# Mean Squared Error random variable

I'm reading Elements of Statistical Learning (2nd edition, 12th printing) and there are two things that are bothering me.

Regarding Equation 2.25, one is the training set Τ. I'm assuming that it is a function of two random variables X and Y, so when calculating the expected value, would the underlying probability density function be the joint distribution of X and Y?

Another thing is whether I should be interpreting y0-hat as a constant or a random variable? I know that it is an estimate of the test input point. If y0-hat is a random variable, what would be the underlying probability distribution?

I understand the derivation of decomposition of mean squared error into variance and bias, but when I look at Var(y0-hat), I can't help thinking that y0-hat is a constant and hence Var(y0-hat) = 0. What's wrong with my thinking?

Similar confusion arises for expected prediction error (equation 2.27), where the expected value is calculated with respect to y0|x0, which seems to me that y0 is a random variable and x0 is an event.

Sorry, I don't know how to format. Apologize if this was already posted. Any help would be greatly appreciated!

[Items from a data source]
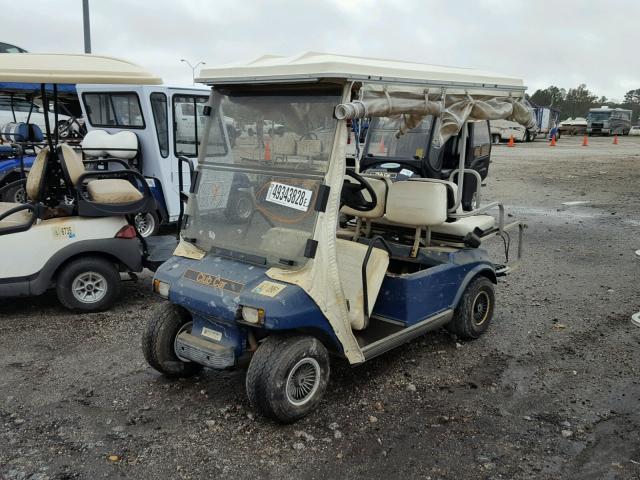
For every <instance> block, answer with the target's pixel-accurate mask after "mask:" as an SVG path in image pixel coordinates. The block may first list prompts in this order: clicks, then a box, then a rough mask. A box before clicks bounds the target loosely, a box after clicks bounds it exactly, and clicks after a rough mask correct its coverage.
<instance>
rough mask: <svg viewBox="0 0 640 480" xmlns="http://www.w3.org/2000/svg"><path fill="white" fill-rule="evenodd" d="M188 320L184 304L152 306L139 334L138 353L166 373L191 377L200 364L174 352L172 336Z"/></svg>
mask: <svg viewBox="0 0 640 480" xmlns="http://www.w3.org/2000/svg"><path fill="white" fill-rule="evenodd" d="M191 321H192V320H191V315H189V312H187V311H186V310H185V309H184V308H181V307H179V306H177V305H174V304H166V303H165V304H162V305H160V307H158V308H156V309H155V310H154V312H153V314H152V316H151V318H150V319H149V321H148V322H147V326H146V328H145V330H144V332H143V334H142V353H143V354H144V358H145V359H146V360H147V363H148V364H149V365H151V366H152V367H153V368H155V369H156V370H157V371H158V372H160V373H162V374H163V375H166V376H167V377H172V378H183V377H191V376H193V375H195V374H196V373H198V372H199V371H200V370H202V368H203V366H202V365H200V364H199V363H194V362H185V361H183V360H180V359H179V358H178V356H177V355H176V351H175V339H176V337H177V336H178V333H179V332H180V331H181V330H184V329H188V328H189V324H190V323H191Z"/></svg>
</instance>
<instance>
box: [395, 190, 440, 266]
mask: <svg viewBox="0 0 640 480" xmlns="http://www.w3.org/2000/svg"><path fill="white" fill-rule="evenodd" d="M384 219H385V220H386V223H391V224H396V225H400V226H404V227H407V226H408V227H414V228H415V229H416V231H415V238H414V244H413V248H412V250H411V256H412V257H415V256H416V255H417V254H418V248H419V247H420V241H421V239H422V230H423V229H424V230H426V234H427V235H426V242H425V243H426V244H427V245H428V244H429V242H430V232H431V228H432V227H434V226H435V225H440V224H442V223H444V222H445V221H446V220H447V187H446V185H444V184H443V183H439V182H411V181H400V182H395V183H393V184H391V188H390V190H389V196H388V197H387V211H386V213H385V217H384Z"/></svg>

» What this task involves
Please retype the part of the post on mean squared error that begins at the words "Similar confusion arises" and stops after "be greatly appreciated!". The material above was taken from a separate source.

» Exercise output
Similar confusion arises for expected prediction error (equation 2.27), where the expected value is calculated with respect to y0|x0, which seems to me that y0 is a random variable and x0 is an event.

Sorry, I don't know how to format. Apologize if this was already posted. Any help would be greatly appreciated!